*WHAT YOU NEED TO DO*.
Scan the entries below for the word "electric" and copy every line where it turns up.

** MATERIAL SHOWN follows **

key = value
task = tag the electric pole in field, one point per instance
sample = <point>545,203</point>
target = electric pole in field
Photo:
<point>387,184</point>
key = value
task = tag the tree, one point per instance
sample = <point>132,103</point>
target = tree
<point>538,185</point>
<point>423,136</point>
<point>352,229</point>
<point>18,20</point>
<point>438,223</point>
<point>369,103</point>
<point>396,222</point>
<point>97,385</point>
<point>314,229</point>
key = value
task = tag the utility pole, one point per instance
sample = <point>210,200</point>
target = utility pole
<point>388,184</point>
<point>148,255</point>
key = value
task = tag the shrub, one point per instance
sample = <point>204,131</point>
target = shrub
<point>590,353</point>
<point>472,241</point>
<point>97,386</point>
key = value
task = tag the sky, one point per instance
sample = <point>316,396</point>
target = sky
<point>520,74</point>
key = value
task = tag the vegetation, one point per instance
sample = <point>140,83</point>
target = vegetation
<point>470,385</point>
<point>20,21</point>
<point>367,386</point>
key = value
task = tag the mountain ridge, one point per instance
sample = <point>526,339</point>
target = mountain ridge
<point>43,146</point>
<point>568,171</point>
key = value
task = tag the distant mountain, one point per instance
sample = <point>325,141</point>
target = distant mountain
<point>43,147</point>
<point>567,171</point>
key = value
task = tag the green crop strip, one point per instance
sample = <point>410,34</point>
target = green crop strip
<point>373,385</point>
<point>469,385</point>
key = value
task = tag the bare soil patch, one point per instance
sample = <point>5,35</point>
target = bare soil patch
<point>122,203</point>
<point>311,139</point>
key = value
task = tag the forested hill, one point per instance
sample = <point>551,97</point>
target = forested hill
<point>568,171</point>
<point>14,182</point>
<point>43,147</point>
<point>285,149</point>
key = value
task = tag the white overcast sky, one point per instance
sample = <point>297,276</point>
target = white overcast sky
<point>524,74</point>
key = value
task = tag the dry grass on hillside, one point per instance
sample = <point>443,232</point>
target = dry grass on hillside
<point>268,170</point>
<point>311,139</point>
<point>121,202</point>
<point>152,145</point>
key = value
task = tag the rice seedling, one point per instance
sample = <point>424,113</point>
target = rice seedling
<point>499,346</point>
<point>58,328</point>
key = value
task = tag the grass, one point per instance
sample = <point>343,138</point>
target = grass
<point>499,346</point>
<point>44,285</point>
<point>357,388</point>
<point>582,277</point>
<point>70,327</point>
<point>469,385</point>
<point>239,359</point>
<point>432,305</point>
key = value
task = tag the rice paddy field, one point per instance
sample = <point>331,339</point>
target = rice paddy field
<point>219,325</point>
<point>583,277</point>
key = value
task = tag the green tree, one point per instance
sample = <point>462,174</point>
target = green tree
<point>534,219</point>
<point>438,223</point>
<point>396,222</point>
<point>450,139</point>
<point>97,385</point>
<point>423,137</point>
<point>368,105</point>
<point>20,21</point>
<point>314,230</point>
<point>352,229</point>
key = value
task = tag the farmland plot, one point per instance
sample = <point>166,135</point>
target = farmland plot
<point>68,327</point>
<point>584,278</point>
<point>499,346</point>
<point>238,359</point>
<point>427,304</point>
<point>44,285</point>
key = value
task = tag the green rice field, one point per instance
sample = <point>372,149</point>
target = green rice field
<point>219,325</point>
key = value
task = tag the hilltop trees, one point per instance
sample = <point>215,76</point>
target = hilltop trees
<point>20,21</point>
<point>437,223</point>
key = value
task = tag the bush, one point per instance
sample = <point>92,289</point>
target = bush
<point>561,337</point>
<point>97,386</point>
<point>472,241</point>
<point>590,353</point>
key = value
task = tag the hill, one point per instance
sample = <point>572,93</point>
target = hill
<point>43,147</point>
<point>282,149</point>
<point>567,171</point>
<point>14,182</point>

** End of MATERIAL SHOWN **
** MATERIAL SHOWN follows **

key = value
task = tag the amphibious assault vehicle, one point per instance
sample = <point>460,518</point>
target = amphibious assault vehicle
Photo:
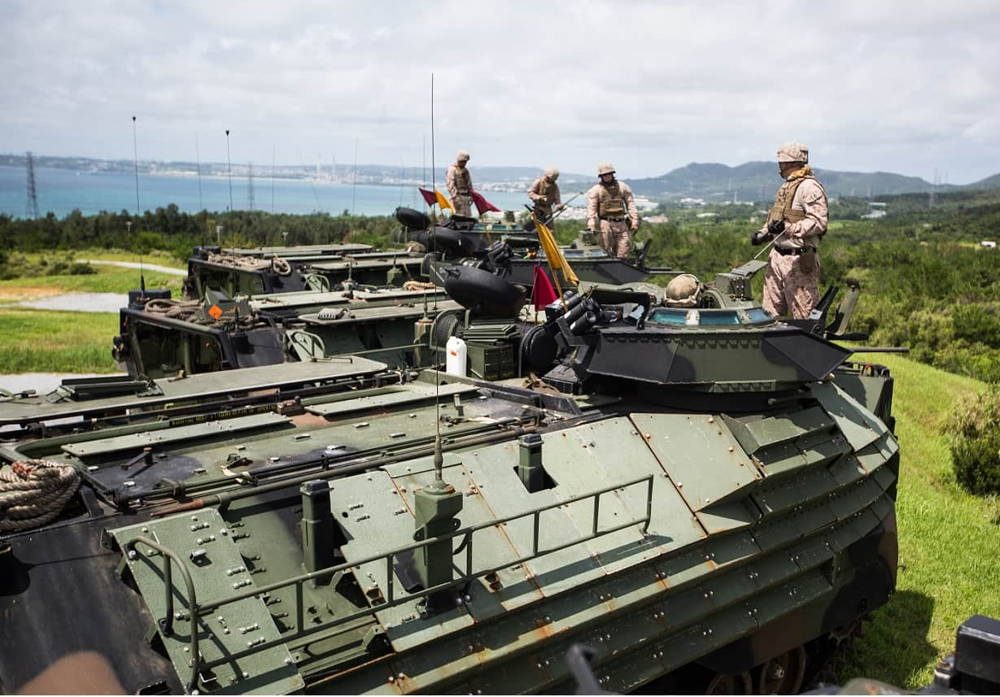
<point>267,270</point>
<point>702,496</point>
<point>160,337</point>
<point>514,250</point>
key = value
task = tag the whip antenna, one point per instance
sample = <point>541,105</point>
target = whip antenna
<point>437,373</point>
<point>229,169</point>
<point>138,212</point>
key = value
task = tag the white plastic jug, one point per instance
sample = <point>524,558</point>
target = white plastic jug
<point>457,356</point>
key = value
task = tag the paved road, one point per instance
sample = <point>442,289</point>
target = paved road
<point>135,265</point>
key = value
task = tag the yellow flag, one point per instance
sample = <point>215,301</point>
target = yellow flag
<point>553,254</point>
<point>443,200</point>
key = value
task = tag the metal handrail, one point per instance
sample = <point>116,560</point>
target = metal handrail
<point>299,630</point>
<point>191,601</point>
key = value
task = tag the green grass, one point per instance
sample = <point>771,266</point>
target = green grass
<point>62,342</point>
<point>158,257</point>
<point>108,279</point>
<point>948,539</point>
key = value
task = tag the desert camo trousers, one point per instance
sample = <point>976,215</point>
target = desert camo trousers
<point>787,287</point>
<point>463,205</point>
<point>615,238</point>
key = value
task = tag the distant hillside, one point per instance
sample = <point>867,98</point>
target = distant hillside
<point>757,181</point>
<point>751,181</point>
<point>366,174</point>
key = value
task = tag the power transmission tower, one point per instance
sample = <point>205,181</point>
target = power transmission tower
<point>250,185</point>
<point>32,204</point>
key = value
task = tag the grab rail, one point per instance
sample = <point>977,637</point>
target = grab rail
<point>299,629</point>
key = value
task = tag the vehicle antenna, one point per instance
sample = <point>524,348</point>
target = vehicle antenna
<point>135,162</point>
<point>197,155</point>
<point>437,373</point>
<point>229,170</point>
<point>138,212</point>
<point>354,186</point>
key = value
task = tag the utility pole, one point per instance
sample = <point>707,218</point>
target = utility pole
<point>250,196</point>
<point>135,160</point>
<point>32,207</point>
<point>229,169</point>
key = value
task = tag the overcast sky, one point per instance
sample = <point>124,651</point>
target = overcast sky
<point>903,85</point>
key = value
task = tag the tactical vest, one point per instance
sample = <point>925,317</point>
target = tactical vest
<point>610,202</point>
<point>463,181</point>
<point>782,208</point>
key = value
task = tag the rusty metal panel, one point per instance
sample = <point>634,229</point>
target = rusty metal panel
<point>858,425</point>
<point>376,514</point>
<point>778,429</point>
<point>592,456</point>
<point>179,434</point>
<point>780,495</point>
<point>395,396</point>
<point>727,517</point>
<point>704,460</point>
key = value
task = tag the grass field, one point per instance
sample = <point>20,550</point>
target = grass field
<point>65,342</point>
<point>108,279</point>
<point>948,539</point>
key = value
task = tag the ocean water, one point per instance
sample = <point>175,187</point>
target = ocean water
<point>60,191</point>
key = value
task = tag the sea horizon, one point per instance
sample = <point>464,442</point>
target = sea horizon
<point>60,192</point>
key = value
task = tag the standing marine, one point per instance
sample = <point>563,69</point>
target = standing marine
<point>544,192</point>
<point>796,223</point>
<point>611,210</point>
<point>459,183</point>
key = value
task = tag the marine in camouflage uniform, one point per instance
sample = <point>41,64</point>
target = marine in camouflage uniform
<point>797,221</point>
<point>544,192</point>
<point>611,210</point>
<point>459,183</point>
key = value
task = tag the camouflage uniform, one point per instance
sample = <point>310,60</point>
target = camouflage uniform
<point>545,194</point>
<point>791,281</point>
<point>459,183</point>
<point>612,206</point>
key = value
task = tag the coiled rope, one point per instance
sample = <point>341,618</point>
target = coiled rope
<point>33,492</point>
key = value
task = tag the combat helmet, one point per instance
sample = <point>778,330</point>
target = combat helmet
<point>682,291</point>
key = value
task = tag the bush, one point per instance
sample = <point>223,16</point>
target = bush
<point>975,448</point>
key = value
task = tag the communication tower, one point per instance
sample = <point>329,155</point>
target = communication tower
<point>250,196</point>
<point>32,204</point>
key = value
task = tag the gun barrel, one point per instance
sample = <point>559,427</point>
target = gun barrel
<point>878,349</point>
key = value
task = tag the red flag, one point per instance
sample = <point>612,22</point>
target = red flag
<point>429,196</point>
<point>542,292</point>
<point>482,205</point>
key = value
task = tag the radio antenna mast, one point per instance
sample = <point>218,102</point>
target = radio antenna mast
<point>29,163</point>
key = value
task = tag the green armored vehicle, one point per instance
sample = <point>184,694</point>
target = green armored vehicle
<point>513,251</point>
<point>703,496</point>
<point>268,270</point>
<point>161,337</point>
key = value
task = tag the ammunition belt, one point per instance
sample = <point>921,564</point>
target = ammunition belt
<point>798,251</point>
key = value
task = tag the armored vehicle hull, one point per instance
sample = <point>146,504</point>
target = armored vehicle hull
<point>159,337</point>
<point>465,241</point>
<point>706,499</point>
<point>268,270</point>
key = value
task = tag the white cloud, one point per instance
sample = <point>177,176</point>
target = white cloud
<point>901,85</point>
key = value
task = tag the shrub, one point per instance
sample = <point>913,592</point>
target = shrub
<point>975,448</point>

** End of MATERIAL SHOWN **

*SOLUTION TO THIS EXERCISE*.
task = tag the electric pole in field, one point per instance
target = electric pole in field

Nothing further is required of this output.